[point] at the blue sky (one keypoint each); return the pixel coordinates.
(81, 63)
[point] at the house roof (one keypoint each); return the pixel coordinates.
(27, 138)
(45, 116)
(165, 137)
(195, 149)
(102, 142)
_____
### What the exercise asks:
Find the line that contains "[point] at the house". Copy it and every line after it to the end of the records, exactly, and nothing more.

### Answer space:
[point] at the house roof (one keypoint each); return the pixel coordinates.
(27, 138)
(45, 116)
(165, 137)
(195, 149)
(102, 142)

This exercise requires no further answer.